[Items from a labeling collection]
## BEGIN
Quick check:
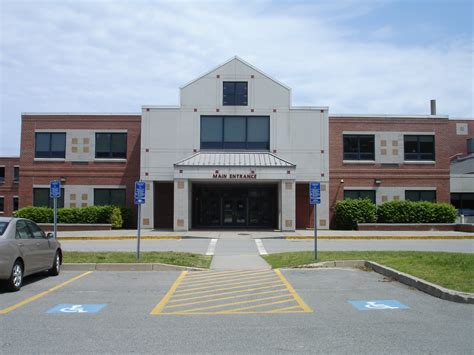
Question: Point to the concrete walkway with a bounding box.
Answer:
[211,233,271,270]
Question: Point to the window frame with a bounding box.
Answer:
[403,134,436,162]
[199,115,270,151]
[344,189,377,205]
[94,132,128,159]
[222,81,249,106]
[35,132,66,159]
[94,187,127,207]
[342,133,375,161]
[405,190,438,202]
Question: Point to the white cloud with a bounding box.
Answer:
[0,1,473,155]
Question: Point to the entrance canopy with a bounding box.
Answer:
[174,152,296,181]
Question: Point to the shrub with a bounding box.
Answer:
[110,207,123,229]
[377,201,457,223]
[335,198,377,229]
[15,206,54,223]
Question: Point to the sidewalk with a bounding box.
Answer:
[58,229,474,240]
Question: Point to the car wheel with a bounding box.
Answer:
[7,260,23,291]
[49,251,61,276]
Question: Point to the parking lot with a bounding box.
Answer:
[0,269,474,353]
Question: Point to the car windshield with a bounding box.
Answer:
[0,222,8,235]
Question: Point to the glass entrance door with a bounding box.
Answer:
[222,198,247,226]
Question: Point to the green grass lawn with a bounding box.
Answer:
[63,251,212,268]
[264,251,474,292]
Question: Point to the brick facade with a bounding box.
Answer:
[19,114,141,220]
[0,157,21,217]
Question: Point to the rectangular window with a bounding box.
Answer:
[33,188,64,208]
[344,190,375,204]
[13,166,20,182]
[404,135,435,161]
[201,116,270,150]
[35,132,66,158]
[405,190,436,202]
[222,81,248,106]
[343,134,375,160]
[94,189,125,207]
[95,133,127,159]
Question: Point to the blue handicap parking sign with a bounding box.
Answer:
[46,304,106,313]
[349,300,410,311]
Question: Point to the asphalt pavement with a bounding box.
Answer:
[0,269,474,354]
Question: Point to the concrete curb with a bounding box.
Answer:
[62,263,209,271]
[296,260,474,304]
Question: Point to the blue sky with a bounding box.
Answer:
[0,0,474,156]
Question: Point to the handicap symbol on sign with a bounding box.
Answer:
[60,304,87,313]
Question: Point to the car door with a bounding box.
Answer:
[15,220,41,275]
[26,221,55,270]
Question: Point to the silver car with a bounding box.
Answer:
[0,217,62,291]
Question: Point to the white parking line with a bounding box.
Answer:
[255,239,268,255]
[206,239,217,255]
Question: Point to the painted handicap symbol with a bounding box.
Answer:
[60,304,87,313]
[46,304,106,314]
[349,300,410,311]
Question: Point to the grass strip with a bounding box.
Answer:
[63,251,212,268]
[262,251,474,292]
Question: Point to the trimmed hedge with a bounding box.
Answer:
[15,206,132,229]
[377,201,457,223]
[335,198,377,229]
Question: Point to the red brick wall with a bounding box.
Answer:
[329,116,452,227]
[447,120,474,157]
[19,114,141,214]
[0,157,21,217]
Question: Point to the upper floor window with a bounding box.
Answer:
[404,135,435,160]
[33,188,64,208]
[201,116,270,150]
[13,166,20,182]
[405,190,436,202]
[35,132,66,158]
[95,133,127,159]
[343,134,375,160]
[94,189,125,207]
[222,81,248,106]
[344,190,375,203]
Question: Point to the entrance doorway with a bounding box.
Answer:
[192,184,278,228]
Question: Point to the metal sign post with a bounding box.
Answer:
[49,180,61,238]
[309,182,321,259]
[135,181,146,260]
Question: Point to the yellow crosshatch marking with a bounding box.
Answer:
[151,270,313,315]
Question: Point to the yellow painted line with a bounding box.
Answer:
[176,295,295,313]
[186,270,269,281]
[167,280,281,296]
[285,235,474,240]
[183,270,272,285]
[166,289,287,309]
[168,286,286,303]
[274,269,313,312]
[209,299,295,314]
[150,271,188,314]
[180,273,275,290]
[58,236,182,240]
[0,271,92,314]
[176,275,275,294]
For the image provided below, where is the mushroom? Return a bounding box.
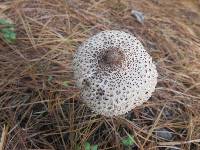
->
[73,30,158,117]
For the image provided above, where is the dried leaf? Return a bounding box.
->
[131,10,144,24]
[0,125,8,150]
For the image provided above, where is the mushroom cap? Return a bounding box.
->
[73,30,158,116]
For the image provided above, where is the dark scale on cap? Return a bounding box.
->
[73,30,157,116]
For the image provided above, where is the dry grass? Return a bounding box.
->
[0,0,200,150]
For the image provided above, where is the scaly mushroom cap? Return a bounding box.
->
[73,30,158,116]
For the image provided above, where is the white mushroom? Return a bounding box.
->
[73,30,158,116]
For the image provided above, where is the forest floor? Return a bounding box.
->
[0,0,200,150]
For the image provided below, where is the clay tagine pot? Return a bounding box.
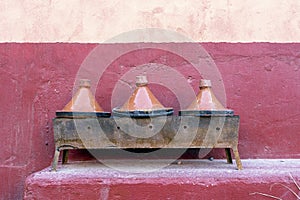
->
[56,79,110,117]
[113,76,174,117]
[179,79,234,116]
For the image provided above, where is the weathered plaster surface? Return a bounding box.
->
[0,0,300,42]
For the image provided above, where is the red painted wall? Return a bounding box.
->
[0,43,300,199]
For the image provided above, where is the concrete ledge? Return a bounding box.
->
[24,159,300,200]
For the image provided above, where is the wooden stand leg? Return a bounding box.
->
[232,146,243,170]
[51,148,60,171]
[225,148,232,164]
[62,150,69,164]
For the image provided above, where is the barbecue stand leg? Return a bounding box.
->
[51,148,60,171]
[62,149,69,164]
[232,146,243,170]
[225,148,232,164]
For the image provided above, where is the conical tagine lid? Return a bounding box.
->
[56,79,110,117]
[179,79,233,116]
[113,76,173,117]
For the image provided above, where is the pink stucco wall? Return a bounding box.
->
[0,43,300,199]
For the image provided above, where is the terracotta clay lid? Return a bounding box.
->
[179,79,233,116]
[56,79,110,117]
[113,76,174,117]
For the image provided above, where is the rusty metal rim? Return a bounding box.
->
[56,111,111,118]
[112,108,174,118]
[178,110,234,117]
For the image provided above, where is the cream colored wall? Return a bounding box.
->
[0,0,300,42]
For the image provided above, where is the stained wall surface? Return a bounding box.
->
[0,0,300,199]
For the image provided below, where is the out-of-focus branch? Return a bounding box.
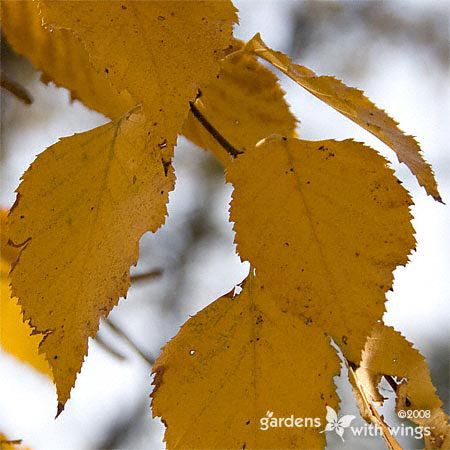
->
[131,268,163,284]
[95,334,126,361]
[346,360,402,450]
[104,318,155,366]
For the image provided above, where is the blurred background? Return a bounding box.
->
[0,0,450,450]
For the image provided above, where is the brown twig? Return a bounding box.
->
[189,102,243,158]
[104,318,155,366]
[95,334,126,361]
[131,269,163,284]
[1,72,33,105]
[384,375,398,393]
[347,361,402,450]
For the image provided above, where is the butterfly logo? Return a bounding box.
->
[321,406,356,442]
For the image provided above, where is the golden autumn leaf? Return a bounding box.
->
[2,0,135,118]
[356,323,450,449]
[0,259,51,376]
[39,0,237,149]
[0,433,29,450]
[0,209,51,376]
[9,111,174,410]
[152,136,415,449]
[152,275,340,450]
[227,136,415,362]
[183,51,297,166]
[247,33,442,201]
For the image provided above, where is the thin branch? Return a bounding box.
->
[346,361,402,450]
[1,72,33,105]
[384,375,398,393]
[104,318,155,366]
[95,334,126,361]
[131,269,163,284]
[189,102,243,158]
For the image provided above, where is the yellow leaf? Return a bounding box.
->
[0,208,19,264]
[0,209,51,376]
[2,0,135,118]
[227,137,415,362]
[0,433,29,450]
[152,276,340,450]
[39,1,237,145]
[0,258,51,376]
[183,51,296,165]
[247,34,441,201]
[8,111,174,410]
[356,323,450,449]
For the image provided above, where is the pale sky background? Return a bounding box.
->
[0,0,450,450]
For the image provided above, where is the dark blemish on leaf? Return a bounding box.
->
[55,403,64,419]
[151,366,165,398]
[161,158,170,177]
## END
Copy every one of the items above word for word, but leave out the pictures.

• _SOLVED PROBLEM_:
Quick check:
Question: Point to the concrete walkway with a bounding box.
Answer:
[211,233,271,270]
Question: Point to the window frame with a bounding box.
Answer:
[403,134,436,162]
[199,115,270,151]
[344,189,377,205]
[94,132,128,159]
[222,81,249,106]
[35,132,66,159]
[94,187,127,207]
[342,133,375,161]
[405,190,438,202]
Question: Point to the white cloud with a bounding box.
Answer:
[0,1,473,155]
Question: Point to the entrance canopy with a bounding box.
Answer:
[174,152,296,181]
Question: Point to the shrub with a bounding box.
Answer:
[110,207,123,229]
[377,201,457,223]
[335,198,377,229]
[15,206,54,223]
Question: Point to the sidewalk with a bounding box.
Answer:
[58,229,474,240]
Question: Point to the car wheel with a bounding box.
Answer:
[7,260,23,291]
[49,251,61,276]
Question: Point to the parking lot with a bounding box.
Answer:
[0,269,474,353]
Question: Point to the car windshield with a bounding box.
Answer:
[0,222,8,235]
Question: Point to the glass entrance door with a bounding box.
Answer:
[222,198,247,226]
Question: Point to the green grass lawn with a bounding box.
Answer:
[63,251,212,268]
[264,251,474,292]
Question: Point to the brick facade with a bounding box.
Answer:
[19,114,141,220]
[0,157,21,217]
Question: Point to the rectangular window with a bounding box.
Answer:
[33,188,64,208]
[344,190,375,204]
[13,166,20,182]
[404,135,435,161]
[201,116,270,150]
[35,132,66,158]
[405,190,436,202]
[222,81,248,106]
[343,134,375,160]
[94,189,125,207]
[95,133,127,159]
Question: Point to the blue handicap parking sign with a bounding box.
Answer:
[46,304,106,313]
[349,300,410,311]
Question: Point to the asphalt pavement with a bounding box.
Answer:
[0,269,474,354]
Question: Point to the concrete curb with a bounding box.
Answer:
[62,263,209,271]
[296,260,474,304]
Question: Point to the blue sky with a bounding box.
Answer:
[0,0,474,156]
Question: Point to the handicap symbol on sign with a bounding box.
Answer:
[60,304,87,313]
Question: Point to the car door with a bounding box.
Answer:
[15,220,41,275]
[26,221,55,270]
Question: Point to the silver car with a bounding box.
Answer:
[0,217,62,291]
Question: Point to the white parking line with a bounding box.
Answer:
[255,239,268,255]
[206,239,217,255]
Question: Point to the painted handicap symbol with a bounding box.
Answer:
[60,304,87,313]
[46,304,106,314]
[349,300,410,311]
Question: Point to the grass strip with a bounding box.
Answer:
[63,251,212,268]
[262,251,474,292]
Question: Point to the trimmed hedge with a bounding box.
Answer:
[15,206,132,229]
[377,201,457,223]
[335,198,377,229]
Question: Point to the red brick wall with a bounding box.
Answer:
[329,116,452,227]
[447,120,474,157]
[19,114,141,214]
[0,157,21,217]
Question: Point to the upper floor window with a bounding box.
Answer:
[404,135,435,160]
[33,188,64,208]
[201,116,270,150]
[13,166,20,182]
[405,190,436,202]
[35,132,66,158]
[95,133,127,159]
[343,134,375,160]
[94,189,125,207]
[222,81,248,106]
[344,190,375,203]
Question: Point to the entrance doorway with a bounding box.
Answer:
[192,184,278,228]
Question: Point to the metal sign post with a bounding box.
Answer:
[49,180,61,238]
[309,182,321,259]
[135,181,146,260]
Question: Point to the yellow crosshatch marking with a bounding box.
Answer:
[151,270,313,315]
Question: Point to the yellow painted line with a bounding box.
Answer:
[176,295,295,313]
[186,270,269,281]
[167,280,281,296]
[285,235,474,240]
[183,270,272,285]
[166,289,287,309]
[168,286,286,303]
[274,269,313,312]
[209,299,295,314]
[150,271,188,314]
[180,273,275,290]
[58,236,182,240]
[0,271,92,314]
[176,275,275,294]
For the image provided below, where is the mushroom? Return a bounding box.
->
[73,30,158,117]
For the image provided above, where is the dried leaf? Return a bounding box.
->
[131,10,144,24]
[0,125,8,150]
For the image provided above, where is the mushroom cap? Return a bounding box.
->
[73,30,158,116]
For the image provided above, where is the dark scale on cap? Return a bounding box.
->
[73,30,157,116]
For the image provided above, where is the dry grass? Return a bounding box.
->
[0,0,200,150]
For the image provided above, where is the scaly mushroom cap? Return a bounding box.
->
[73,30,158,116]
For the image provided above, where is the white mushroom? Return a bounding box.
->
[73,30,158,116]
For the image provided above, where is the forest floor? Return a bounding box.
->
[0,0,200,150]
For the image provided below, where is the clay tagine pot? Return a bounding box.
->
[56,79,110,117]
[113,76,174,117]
[179,79,234,116]
For the image provided above, where is the weathered plaster surface? Return a bounding box.
->
[0,0,300,42]
For the image provided above, where is the red painted wall? Return a bounding box.
->
[0,43,300,199]
For the image provided above, where is the concrete ledge? Return a bounding box.
->
[24,159,300,200]
For the image provided above, where is the wooden stand leg? Return a bounding box.
->
[232,146,243,170]
[51,148,60,171]
[225,148,232,164]
[62,150,69,164]
For the image provided above, where is the barbecue stand leg? Return a bounding box.
->
[51,148,60,171]
[62,149,69,164]
[232,146,243,170]
[225,148,232,164]
For the image provided above, where is the conical tagine lid? Return a bounding box.
->
[56,79,110,117]
[179,79,233,116]
[113,76,173,117]
For the image provided above, where is the pink stucco wall? Return a bounding box.
->
[0,43,300,199]
For the image provided above, where is the terracotta clay lid? Return a bounding box.
->
[179,79,233,116]
[56,79,110,117]
[113,76,174,117]
For the image provided above, where is the rusty metal rim? Return a bounding box.
->
[56,111,111,118]
[112,108,174,118]
[178,110,234,117]
For the image provided above, where is the cream colored wall? Return a bounding box.
->
[0,0,300,42]
For the image provided above, where is the stained wall surface? Return a bounding box.
->
[0,0,300,199]
For the image provided below, where is the out-of-focus branch? Return a bounding box.
->
[131,268,163,284]
[95,334,126,361]
[346,360,402,450]
[104,318,155,366]
For the image provided above, where is the blurred background? Return a bounding box.
->
[0,0,450,450]
For the image provided above, where is the brown twig? Return a bounding box.
->
[189,102,243,158]
[104,318,155,366]
[95,334,126,361]
[131,269,163,284]
[1,72,33,105]
[384,375,398,393]
[347,361,402,450]
For the image provided above, where is the butterfly logo? Return a bounding box.
->
[321,406,356,442]
For the image provided above, where is the golden autumn leaf? Return a bounding box.
->
[2,0,135,118]
[356,323,450,449]
[0,259,51,376]
[39,0,237,149]
[0,433,29,450]
[0,209,51,376]
[9,111,174,410]
[152,136,415,449]
[152,275,340,450]
[227,136,415,362]
[183,51,297,166]
[247,33,442,201]
For the image provided above, where is the thin branch? Return a bounding box.
->
[346,361,402,450]
[1,72,33,105]
[384,375,398,393]
[104,318,155,366]
[95,334,126,361]
[131,269,163,284]
[189,102,243,158]
For the image provided above, where is the yellow leaf? Return a bounding box.
->
[0,208,19,264]
[0,209,51,376]
[2,0,135,118]
[227,137,415,362]
[0,433,29,450]
[152,276,340,450]
[39,1,237,145]
[0,258,51,376]
[183,51,296,165]
[247,34,441,201]
[8,111,174,410]
[356,323,450,449]
For the image provided above, where is the pale sky background? Return a bounding box.
->
[0,0,450,450]
For the image provided above, where is the dark blemish on leaf? Return a bounding box.
->
[55,403,64,419]
[151,366,165,398]
[161,158,170,177]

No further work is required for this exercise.